WHAT YOU WILL DO >> Output exactly the first line of the listing and each line after it, through the line that contains "box: [24, 90, 603, 252]"; add nothing else.

DATA EXTRACTS >>

──────────

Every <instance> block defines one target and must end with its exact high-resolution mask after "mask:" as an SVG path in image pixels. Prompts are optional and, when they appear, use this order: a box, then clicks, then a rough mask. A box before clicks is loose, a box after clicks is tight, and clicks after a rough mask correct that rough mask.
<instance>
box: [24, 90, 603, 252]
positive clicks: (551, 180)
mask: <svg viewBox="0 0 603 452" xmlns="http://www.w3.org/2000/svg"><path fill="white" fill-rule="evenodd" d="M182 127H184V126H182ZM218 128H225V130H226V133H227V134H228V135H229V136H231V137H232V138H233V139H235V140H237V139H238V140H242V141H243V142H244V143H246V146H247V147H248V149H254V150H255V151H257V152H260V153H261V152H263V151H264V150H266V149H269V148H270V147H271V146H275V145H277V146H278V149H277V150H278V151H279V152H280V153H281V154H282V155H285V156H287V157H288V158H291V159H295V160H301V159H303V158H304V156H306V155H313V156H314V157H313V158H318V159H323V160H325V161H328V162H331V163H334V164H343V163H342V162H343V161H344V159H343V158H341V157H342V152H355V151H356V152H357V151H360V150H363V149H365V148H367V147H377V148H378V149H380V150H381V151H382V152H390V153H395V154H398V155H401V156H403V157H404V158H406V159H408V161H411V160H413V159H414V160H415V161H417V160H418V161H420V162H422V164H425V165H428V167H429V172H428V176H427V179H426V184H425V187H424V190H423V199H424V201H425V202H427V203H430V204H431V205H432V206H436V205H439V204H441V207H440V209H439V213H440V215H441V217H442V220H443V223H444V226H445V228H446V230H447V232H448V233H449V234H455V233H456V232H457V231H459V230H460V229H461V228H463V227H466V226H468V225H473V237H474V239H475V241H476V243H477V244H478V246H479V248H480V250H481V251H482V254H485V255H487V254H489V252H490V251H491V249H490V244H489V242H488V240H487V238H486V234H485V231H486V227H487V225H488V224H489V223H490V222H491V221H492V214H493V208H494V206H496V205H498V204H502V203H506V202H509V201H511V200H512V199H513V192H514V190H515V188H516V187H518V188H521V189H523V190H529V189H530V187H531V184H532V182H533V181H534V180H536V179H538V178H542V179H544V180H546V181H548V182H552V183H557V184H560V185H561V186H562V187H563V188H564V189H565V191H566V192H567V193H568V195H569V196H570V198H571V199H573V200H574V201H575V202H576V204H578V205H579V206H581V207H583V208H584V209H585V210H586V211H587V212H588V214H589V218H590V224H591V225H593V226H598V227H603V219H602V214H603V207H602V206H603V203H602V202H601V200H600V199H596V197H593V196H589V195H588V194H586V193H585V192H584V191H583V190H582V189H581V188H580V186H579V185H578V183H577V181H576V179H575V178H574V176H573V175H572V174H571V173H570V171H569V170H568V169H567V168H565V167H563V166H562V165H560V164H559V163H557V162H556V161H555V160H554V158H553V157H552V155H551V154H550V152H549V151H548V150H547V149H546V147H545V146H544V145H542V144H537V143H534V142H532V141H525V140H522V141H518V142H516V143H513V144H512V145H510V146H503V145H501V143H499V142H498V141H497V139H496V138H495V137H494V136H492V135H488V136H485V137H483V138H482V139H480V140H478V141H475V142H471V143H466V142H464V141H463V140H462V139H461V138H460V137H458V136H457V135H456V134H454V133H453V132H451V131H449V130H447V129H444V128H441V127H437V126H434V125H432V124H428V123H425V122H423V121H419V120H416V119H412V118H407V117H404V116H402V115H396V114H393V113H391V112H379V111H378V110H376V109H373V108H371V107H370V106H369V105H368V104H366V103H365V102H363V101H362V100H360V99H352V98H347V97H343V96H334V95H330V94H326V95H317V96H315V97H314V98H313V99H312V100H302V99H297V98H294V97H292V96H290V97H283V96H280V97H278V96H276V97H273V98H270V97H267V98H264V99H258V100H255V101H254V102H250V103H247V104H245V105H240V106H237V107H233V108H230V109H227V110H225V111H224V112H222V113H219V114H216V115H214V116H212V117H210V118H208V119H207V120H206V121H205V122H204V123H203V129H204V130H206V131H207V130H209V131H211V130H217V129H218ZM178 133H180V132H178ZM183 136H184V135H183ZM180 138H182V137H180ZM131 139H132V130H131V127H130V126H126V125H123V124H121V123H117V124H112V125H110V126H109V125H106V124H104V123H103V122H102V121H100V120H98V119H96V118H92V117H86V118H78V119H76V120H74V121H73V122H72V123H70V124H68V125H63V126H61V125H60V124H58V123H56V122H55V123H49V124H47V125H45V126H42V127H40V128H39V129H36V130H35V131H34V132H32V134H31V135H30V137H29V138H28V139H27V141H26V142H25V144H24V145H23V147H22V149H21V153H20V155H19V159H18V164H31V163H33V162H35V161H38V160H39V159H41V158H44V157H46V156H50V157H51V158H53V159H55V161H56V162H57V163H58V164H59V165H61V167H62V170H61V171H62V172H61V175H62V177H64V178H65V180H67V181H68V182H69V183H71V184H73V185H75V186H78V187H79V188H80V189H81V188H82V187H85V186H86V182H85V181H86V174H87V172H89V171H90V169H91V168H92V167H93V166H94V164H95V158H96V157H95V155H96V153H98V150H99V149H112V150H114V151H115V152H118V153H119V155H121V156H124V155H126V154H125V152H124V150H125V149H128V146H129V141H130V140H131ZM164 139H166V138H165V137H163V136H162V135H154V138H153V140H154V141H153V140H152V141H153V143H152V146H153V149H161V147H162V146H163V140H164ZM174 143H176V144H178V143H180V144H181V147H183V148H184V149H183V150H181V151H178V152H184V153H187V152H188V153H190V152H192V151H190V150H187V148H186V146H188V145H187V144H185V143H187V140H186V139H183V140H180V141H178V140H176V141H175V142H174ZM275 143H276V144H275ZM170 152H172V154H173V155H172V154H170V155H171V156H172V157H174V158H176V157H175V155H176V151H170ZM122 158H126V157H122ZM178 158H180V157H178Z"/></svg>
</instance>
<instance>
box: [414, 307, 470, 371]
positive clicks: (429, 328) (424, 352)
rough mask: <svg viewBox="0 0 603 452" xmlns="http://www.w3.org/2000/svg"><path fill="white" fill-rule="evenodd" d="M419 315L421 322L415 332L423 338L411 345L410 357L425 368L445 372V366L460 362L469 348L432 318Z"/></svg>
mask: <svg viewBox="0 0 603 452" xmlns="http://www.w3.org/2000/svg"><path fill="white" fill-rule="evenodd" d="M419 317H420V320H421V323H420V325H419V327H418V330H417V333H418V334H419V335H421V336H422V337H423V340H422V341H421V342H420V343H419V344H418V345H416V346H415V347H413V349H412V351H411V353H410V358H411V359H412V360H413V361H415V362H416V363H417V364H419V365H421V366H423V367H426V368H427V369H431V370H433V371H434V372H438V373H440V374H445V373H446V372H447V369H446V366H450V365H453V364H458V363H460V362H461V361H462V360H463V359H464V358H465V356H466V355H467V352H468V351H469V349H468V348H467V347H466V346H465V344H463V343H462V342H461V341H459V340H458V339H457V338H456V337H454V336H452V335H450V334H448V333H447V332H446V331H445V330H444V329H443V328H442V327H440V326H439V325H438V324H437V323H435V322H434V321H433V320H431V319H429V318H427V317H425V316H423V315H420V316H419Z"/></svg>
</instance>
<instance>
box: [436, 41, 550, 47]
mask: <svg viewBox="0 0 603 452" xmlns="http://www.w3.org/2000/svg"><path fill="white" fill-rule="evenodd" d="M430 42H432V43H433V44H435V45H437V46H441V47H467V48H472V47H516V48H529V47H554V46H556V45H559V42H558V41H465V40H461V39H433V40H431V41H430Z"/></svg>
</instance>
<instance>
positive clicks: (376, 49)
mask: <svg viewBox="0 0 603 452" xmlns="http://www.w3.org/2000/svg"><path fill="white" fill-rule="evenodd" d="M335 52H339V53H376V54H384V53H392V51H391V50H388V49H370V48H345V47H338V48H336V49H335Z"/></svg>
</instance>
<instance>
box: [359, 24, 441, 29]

──────────

SOLUTION TO THIS EXERCISE >>
Every <instance> block defines one target and must end with its exact high-resolution mask after "mask:" as an SVG path in image pixels. Prompts are optional and, when they appear, use this order: a box, then clicks, then a rough mask. A box before clicks is loose, a box after clicks is tight, and clicks after a rough mask correct that rough mask.
<instance>
box: [24, 90, 603, 252]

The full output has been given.